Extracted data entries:
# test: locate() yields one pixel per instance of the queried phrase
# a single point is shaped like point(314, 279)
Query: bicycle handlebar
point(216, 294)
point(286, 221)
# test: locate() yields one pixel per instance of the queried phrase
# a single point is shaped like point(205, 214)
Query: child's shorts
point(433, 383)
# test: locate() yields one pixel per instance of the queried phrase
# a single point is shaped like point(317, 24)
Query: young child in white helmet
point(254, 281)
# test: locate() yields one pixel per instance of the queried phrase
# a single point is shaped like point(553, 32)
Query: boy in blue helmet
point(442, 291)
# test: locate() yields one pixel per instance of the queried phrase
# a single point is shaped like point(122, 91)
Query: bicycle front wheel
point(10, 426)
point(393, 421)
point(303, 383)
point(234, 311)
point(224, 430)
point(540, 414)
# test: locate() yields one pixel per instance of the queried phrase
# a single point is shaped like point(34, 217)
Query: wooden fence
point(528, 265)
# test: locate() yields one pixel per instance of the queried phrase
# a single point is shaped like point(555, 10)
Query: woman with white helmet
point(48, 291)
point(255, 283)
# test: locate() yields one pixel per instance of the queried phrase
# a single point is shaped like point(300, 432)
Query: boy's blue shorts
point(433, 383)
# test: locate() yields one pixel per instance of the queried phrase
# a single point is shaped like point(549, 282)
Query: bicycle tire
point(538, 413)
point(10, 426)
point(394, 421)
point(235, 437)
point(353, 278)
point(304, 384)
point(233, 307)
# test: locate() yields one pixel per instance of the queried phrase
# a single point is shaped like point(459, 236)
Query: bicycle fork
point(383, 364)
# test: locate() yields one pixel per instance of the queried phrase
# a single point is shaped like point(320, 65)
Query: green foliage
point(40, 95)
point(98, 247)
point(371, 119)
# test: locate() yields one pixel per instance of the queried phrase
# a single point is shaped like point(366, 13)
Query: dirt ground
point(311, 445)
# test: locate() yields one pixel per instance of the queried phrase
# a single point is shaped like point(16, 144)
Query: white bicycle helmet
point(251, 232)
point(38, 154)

- Problem description:
Output, please, only the lines running from the start of the entries through the line that contains "# a single point is shaped like point(317, 24)", including both of those lines.

- Response to this exercise:
# test: locate() yields one pixel per instance of the queried phrase
# a single point is shaped like point(314, 279)
Query: bicycle handlebar
point(216, 294)
point(286, 221)
# test: locate() yields one pixel per instance of the queried phrase
# a single point is shaped like point(205, 214)
Query: child's shorts
point(433, 383)
# test: locate() yields one pixel per instance of the queried phrase
# a single point is shaped like point(317, 24)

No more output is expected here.